The idea behind a snubber is connecting a capacitor across the contacts. This way the change of voltage cannot change rapidly. In other words, at the moment of time the relay contacts open, the capacitor will be empty and keep the voltage across the contacts zero (for a very short time, the more capacitance the longer). The capacitor will take the load current and get charged by it. That would be nice, if we would not have to close the contacts as well. The worst case here is that the mains voltage is just at its maximum, and due to this the capacitor is fully charged. If we now close the contacts the stored energy will instantaneously discharge into the contacts and can destroy them. For this reason, we also need a resistor in series with the capacitor that limits the current in this sitation to the maximum that the relay contacts can handle.

Summarizing:
1. capacitance as large as possible and reasonable, depending on load current.
2. resistance as small as possible, enough that the maximum switch current is not exceeded.

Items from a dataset

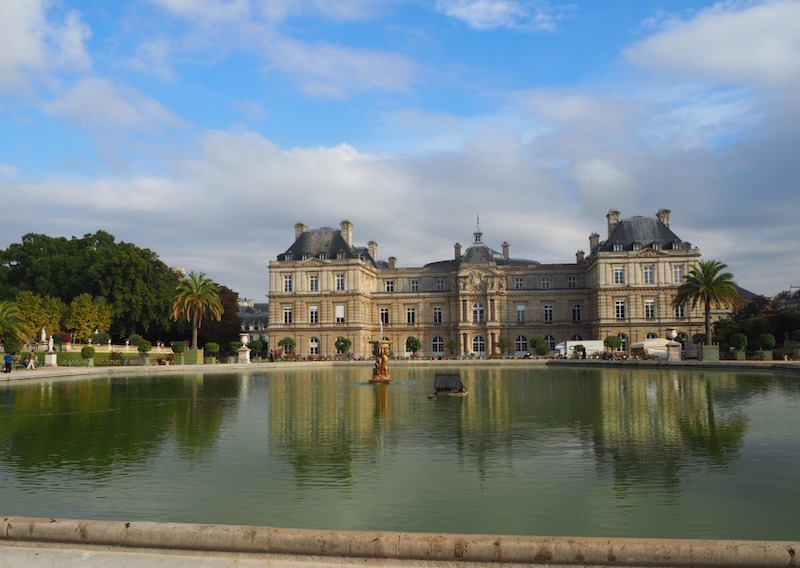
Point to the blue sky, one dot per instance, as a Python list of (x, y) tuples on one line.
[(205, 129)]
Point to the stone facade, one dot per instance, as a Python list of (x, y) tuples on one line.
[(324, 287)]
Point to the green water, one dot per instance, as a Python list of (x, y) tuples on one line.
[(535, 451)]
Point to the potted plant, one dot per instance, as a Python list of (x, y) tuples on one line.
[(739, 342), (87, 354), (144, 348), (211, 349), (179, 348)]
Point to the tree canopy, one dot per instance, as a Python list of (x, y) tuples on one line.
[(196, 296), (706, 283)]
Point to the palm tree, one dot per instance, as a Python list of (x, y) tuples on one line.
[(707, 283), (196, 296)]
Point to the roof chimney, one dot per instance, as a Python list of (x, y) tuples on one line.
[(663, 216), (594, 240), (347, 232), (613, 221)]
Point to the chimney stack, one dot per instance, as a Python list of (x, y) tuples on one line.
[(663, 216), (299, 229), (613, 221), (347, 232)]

* * *

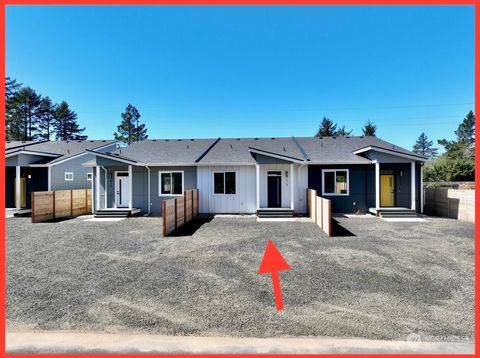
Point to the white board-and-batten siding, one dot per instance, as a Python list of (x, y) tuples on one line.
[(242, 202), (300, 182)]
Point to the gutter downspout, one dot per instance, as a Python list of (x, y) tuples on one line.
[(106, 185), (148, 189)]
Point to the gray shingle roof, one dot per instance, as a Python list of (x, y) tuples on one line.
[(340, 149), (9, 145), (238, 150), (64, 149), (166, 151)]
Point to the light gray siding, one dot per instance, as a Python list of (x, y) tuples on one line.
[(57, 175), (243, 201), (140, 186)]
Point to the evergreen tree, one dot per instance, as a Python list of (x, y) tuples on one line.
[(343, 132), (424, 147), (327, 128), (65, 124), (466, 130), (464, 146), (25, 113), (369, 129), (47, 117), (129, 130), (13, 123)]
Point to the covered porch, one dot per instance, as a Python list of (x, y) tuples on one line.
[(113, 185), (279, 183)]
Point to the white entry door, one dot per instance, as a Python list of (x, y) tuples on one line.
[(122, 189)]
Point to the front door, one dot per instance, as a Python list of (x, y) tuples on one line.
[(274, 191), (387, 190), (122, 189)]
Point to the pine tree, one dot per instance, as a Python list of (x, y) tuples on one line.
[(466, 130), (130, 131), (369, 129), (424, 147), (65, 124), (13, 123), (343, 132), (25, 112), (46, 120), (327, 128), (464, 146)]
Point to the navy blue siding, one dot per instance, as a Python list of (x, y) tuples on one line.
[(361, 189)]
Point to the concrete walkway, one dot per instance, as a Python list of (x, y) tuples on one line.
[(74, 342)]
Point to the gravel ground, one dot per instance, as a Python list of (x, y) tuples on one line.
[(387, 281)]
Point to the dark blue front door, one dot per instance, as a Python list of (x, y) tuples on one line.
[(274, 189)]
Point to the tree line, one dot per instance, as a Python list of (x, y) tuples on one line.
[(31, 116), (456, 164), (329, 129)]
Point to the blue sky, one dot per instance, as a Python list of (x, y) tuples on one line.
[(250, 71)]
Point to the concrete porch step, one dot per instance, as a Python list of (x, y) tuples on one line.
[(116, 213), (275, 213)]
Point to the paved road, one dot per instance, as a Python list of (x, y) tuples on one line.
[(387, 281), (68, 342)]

- WHAT TO DO -
Please carry on the passage about snubbers for relay contacts from the point where it stops.

- SOLVED EXERCISE -
Condition 1 has no upper limit. Reasonable value is 100nF per 1A load current. For 10A load current you end up with a 1uF capacitor.

Condition 2: voltage = 250*1.41 = 350V, current = 10A (assuming 230V mains voltage, and that the relay is rated for 10A) ---> R=350/10 = 35 Ohms. Power rating depends on capacitor selection, as the resistor must be capable of dissipating the entire energy stored in the capacitor. The maximum stored energy in the capacitor is Q=1/2 * C * V^2 = 1/2 * 1uF * 350^2 = 0.06 joules. Assuming that the switch is not operated quicker than once per second, we get a rough picture of the required power rating of that resistor: P = Q/t = 0.06 / 1 = 0.06 W. So a standard 0.25 W resistor should be enough here.